* [PROMPT]: Pull out each line below that contains the string "instance" and copy those lines. The match is case-sensitive.

··· DATA FOR THE TASK ···

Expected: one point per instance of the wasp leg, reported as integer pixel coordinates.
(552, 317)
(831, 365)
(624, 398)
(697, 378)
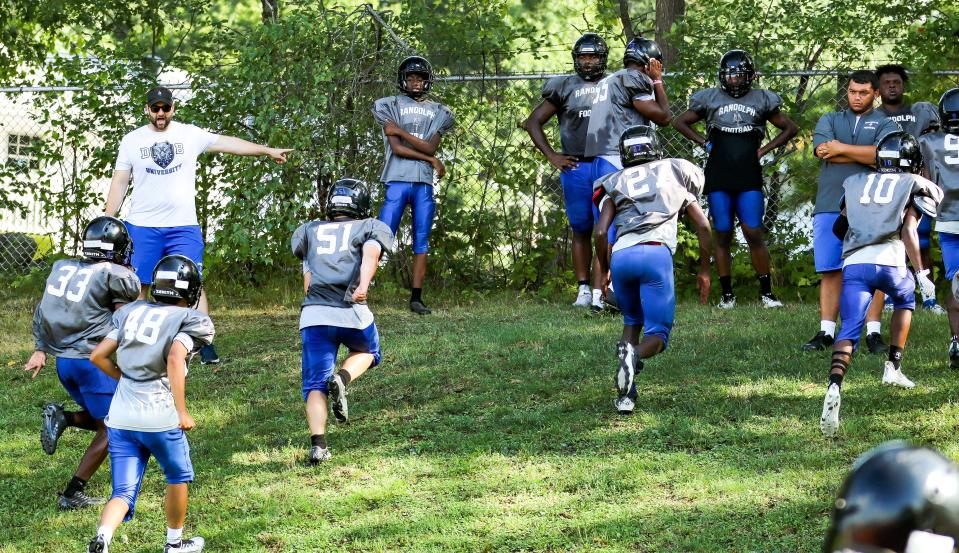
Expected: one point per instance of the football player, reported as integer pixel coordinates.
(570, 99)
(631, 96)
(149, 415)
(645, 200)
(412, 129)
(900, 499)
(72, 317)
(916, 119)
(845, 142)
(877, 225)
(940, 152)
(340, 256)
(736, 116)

···
··· DATA FOR THE TASK ···

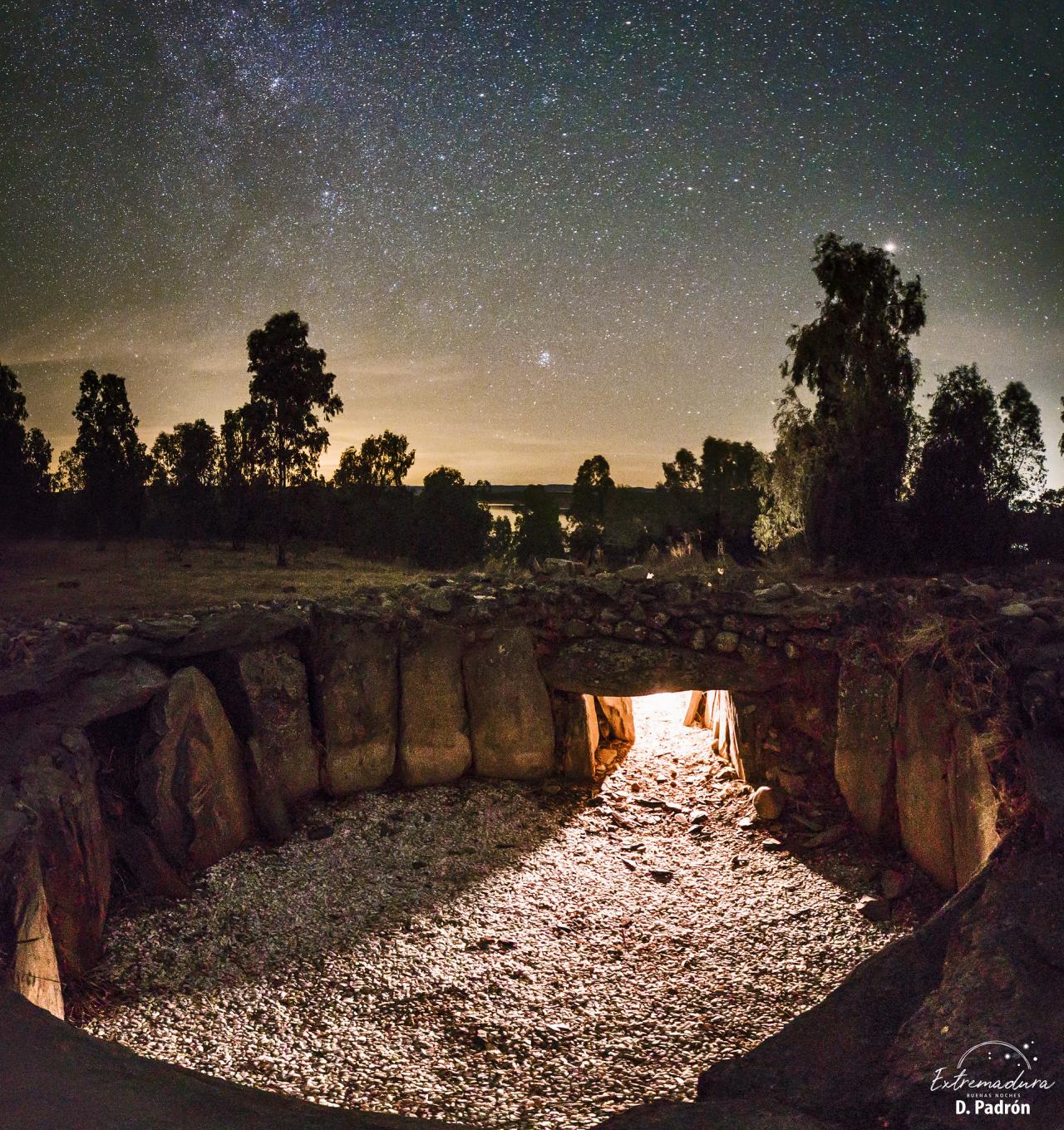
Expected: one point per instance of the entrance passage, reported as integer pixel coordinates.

···

* [SOLUTION FOR THIS EXERCISE]:
Expected: one point per instance of the wasp leg, reported as integer pixel coordinates.
Expected: one point per instance of the football player, reported as integer pixel coordinates.
Expected: one point per instance of the entrance passage, reported as integer pixel coordinates.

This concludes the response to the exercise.